## GOAL
Extract the data exactly, missing nothing.

## Start GIVEN RECORDS

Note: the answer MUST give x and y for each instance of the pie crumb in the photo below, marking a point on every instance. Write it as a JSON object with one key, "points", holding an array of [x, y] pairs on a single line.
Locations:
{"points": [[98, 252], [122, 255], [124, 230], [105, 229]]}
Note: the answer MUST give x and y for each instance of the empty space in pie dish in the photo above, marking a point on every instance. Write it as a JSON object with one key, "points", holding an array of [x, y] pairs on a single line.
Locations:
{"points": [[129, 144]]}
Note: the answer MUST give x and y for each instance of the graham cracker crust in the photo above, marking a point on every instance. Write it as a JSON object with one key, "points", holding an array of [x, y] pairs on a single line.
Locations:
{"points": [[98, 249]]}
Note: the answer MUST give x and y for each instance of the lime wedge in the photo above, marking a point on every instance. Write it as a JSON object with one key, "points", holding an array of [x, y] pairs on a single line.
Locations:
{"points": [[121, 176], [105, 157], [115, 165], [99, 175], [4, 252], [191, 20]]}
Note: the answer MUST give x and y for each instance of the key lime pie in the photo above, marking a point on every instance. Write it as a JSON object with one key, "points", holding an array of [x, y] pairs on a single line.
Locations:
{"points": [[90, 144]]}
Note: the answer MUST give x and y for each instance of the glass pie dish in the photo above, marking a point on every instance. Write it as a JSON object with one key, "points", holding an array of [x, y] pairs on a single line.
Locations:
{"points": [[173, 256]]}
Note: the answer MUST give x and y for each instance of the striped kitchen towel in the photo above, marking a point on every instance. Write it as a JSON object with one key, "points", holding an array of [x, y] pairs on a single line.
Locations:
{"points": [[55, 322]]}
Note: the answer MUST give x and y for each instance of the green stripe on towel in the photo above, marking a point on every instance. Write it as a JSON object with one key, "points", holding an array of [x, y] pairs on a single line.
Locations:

## End GIVEN RECORDS

## PROBLEM SOLUTION
Note: the answer MUST give x and y for each instance of the pie crumb in the photo below, marking a point on every instance. Write it as a JSON object with one key, "points", holding an array of [x, y] pairs on a single line.
Locations:
{"points": [[98, 252], [122, 255], [124, 230], [105, 229]]}
Note: the answer MUST give x and y for each instance of the empty space in pie dish in the photo above, marking a point on every instance. Write it as a JSON object with one key, "points", holding an array of [x, y] pairs on a single line.
Locations:
{"points": [[129, 144]]}
Note: the answer MUST give x and y for each instance of the graham cracker crust in the photo above, marking a point on every instance. Write it as a JSON object with one key, "points", holding an array of [x, y] pairs on a single line.
Locations:
{"points": [[98, 249]]}
Note: the answer MUST give x and y for each instance of the lime wedge in the photo above, marking a point on every instance. Write it as a JSON object with one key, "points", holding an array of [x, y] pairs on a single line.
Locations:
{"points": [[121, 176], [105, 157], [115, 165], [99, 175], [4, 252], [191, 20]]}
Note: the answer MUST give x and y for each instance of the key lime pie in the photo above, marking a point on every instance. Write it as a JSON object with one key, "points", holding an array of [x, y] pairs on a single line.
Locations:
{"points": [[90, 144]]}
Note: the answer MUST give x and y for each instance of the glass pie dish in the photo above, marking a point on every instance. Write it as a JSON object with one key, "points", holding an array of [x, y] pairs on a single line.
Locations:
{"points": [[173, 256]]}
Note: the answer MUST give x and y for each instance of the striped kitchen towel in the photo above, marking a point on every instance. Write it as a JSON object with one key, "points", holding an array of [x, y] pairs on a single line.
Locations:
{"points": [[55, 322]]}
Note: the answer MUST give x and y for each instance of the green stripe on towel in the photo above, marking a point on every instance. Write it as a JSON object with one key, "points", holding an array of [x, y] pairs on a single line.
Locations:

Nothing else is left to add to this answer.